* [Requirement]
Give back the lines of the entries below exactly as written, from the first line to the line holding "Locate the white cloud", both included, with the pictures omitted.

* [Records for the exercise]
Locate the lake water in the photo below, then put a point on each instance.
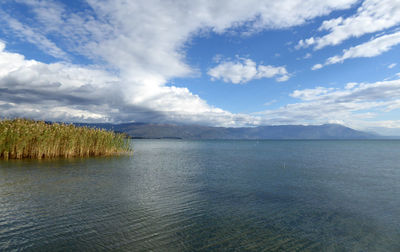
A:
(174, 195)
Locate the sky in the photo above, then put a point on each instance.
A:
(219, 63)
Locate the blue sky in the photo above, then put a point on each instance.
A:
(219, 63)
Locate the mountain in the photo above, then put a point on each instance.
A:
(326, 131)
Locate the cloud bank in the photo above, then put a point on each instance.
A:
(244, 70)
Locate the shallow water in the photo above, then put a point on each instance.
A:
(174, 195)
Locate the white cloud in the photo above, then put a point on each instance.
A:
(372, 16)
(27, 33)
(317, 66)
(142, 46)
(67, 92)
(356, 105)
(372, 48)
(244, 70)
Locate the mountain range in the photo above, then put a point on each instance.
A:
(171, 131)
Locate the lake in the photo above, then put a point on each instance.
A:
(177, 195)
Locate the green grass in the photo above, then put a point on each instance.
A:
(22, 138)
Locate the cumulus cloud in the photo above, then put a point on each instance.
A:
(244, 70)
(137, 46)
(368, 49)
(66, 92)
(372, 16)
(347, 105)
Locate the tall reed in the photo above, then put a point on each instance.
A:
(22, 138)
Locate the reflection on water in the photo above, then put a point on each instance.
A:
(208, 195)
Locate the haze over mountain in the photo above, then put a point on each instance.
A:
(204, 62)
(326, 131)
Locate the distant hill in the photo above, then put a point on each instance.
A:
(158, 131)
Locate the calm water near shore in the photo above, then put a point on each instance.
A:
(175, 195)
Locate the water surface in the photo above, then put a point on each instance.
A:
(175, 195)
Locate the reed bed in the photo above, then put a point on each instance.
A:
(22, 138)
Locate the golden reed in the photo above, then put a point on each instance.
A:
(22, 138)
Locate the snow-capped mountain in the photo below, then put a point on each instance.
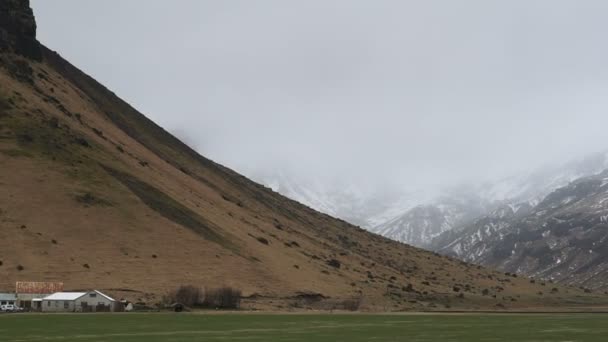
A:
(426, 219)
(437, 224)
(353, 203)
(564, 237)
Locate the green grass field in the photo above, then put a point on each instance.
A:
(308, 327)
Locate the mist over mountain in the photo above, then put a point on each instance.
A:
(407, 95)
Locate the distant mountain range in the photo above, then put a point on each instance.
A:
(551, 223)
(419, 217)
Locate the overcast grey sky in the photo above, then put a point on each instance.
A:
(410, 92)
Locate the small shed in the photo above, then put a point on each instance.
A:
(91, 301)
(8, 298)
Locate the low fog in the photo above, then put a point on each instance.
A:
(375, 93)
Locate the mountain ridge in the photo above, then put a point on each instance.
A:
(96, 195)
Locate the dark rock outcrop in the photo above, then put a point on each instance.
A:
(18, 29)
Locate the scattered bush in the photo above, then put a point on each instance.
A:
(222, 298)
(334, 263)
(352, 304)
(187, 295)
(262, 240)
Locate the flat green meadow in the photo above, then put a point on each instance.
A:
(303, 327)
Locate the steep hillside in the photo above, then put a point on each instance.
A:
(564, 237)
(439, 222)
(94, 194)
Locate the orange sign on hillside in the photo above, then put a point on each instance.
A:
(35, 287)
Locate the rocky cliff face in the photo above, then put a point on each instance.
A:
(18, 29)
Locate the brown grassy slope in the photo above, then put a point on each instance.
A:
(94, 194)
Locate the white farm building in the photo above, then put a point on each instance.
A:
(91, 301)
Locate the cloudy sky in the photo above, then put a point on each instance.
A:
(372, 92)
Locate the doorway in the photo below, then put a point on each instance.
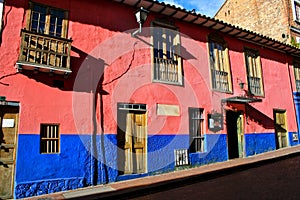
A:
(280, 128)
(132, 134)
(8, 136)
(235, 134)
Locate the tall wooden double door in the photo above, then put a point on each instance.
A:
(8, 140)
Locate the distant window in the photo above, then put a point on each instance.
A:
(49, 138)
(167, 64)
(47, 20)
(219, 64)
(196, 130)
(254, 72)
(297, 74)
(296, 9)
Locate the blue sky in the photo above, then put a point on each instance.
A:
(205, 7)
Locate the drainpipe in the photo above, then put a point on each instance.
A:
(296, 97)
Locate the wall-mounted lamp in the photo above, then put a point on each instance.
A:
(242, 85)
(141, 15)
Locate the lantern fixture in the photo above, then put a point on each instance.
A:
(141, 15)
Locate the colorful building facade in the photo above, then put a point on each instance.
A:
(87, 99)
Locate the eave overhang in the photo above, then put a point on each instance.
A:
(212, 23)
(241, 100)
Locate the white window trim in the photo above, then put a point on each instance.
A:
(1, 13)
(293, 2)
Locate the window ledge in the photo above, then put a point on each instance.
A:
(166, 82)
(20, 65)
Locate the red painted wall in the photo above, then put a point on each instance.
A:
(100, 29)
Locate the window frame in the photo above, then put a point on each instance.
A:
(294, 10)
(44, 145)
(296, 69)
(248, 52)
(64, 31)
(166, 25)
(193, 147)
(223, 68)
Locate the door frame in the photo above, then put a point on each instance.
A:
(233, 136)
(4, 105)
(125, 108)
(281, 111)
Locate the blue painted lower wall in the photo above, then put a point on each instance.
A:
(80, 164)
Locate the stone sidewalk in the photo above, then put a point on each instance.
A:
(129, 186)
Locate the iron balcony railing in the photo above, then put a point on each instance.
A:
(220, 80)
(166, 70)
(44, 51)
(254, 85)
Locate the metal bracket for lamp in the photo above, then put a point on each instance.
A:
(141, 15)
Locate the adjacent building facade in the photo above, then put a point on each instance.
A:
(86, 99)
(278, 19)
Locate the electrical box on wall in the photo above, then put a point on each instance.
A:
(215, 122)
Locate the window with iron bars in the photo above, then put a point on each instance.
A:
(254, 72)
(49, 138)
(167, 63)
(297, 74)
(196, 130)
(219, 64)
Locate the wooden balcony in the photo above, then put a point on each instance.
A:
(166, 70)
(40, 52)
(254, 86)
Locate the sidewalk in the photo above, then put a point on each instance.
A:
(129, 186)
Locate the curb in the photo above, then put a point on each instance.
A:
(151, 183)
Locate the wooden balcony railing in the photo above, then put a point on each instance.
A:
(220, 81)
(298, 85)
(254, 85)
(166, 70)
(44, 51)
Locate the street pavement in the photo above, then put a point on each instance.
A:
(271, 175)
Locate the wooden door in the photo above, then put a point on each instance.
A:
(8, 133)
(240, 135)
(133, 143)
(235, 134)
(281, 128)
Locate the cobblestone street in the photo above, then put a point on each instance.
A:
(276, 180)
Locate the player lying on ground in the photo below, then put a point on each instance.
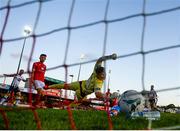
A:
(93, 84)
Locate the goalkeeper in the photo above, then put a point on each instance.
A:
(93, 84)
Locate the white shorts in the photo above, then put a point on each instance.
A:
(39, 84)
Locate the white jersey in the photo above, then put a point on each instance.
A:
(17, 80)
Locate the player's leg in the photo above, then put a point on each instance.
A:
(40, 88)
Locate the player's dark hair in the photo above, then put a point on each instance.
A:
(100, 69)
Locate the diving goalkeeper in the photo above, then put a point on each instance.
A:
(93, 84)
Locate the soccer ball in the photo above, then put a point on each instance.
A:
(131, 101)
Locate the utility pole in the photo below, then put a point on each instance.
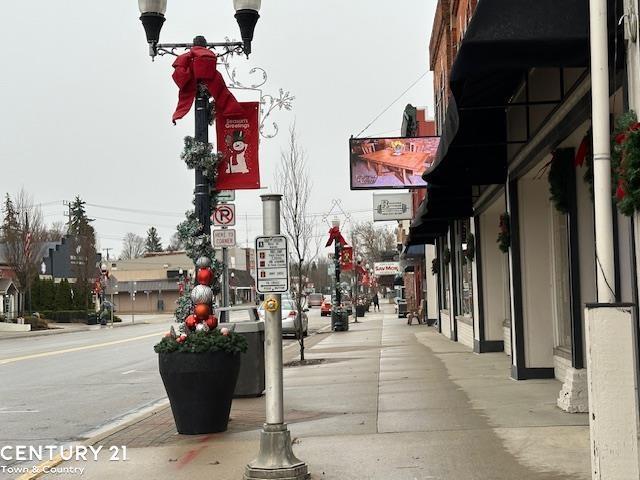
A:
(275, 459)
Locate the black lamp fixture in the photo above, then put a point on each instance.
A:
(247, 16)
(152, 17)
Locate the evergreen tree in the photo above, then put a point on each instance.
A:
(153, 242)
(84, 244)
(10, 223)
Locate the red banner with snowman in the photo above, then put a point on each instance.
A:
(238, 138)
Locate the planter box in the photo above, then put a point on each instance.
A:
(200, 388)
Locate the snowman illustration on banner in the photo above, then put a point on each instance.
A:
(237, 149)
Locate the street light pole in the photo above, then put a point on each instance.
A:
(275, 459)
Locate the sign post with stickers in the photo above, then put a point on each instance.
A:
(275, 458)
(272, 271)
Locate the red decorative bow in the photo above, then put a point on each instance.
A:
(334, 234)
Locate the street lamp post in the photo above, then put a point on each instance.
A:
(152, 16)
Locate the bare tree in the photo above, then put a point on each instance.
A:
(23, 234)
(56, 231)
(133, 246)
(293, 181)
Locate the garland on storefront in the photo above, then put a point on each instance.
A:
(435, 266)
(559, 177)
(504, 233)
(625, 162)
(446, 256)
(584, 157)
(470, 252)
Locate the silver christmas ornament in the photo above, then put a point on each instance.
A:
(201, 294)
(202, 327)
(203, 262)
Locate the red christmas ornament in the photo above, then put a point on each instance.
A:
(191, 322)
(202, 311)
(212, 322)
(205, 276)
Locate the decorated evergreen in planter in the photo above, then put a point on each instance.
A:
(504, 234)
(625, 156)
(199, 365)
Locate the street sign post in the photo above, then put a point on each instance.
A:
(224, 215)
(224, 238)
(272, 271)
(226, 196)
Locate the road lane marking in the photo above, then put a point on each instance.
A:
(77, 349)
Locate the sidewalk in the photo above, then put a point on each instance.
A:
(387, 401)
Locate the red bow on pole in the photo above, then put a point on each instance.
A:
(199, 65)
(334, 234)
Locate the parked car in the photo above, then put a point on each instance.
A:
(289, 316)
(315, 299)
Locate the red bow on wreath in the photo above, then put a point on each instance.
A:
(334, 234)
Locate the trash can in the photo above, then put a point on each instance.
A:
(251, 378)
(339, 320)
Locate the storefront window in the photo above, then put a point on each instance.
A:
(466, 270)
(561, 279)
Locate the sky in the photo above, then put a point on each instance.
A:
(84, 111)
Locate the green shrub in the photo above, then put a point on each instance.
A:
(65, 316)
(36, 323)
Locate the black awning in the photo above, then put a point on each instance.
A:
(504, 39)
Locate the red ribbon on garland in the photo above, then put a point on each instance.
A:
(335, 235)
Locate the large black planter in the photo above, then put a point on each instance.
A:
(200, 389)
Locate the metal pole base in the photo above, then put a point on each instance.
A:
(276, 459)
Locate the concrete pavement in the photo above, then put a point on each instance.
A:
(385, 401)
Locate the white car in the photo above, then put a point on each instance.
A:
(289, 315)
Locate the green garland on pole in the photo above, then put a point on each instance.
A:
(625, 162)
(435, 266)
(504, 234)
(197, 243)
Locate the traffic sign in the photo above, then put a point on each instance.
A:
(224, 238)
(272, 266)
(224, 215)
(226, 195)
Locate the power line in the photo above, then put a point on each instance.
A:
(391, 104)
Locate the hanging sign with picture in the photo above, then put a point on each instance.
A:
(238, 143)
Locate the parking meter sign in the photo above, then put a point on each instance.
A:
(272, 270)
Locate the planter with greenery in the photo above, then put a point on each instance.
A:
(199, 365)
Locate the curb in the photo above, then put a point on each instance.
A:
(60, 331)
(124, 422)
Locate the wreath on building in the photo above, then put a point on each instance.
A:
(504, 233)
(446, 256)
(625, 161)
(562, 161)
(584, 157)
(470, 251)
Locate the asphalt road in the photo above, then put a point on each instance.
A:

* [Output below]
Locate the lake water in the photo below, then put a point on each instance.
A:
(174, 195)
Locate the sky in the photo above, then put a point on each instance.
A:
(219, 63)
Locate the blue sky in the photo above, then put a point on each instance.
A:
(219, 63)
Locate the mountain in the photo above, then put a point on each instance.
A:
(326, 131)
Locate the cloud bank in the photo above, then put a point on each instance.
A:
(244, 70)
Locate the shallow water in the photo above, then put a point on each instance.
A:
(174, 195)
Locate the white cloud in the photo above, then put a point on each instance.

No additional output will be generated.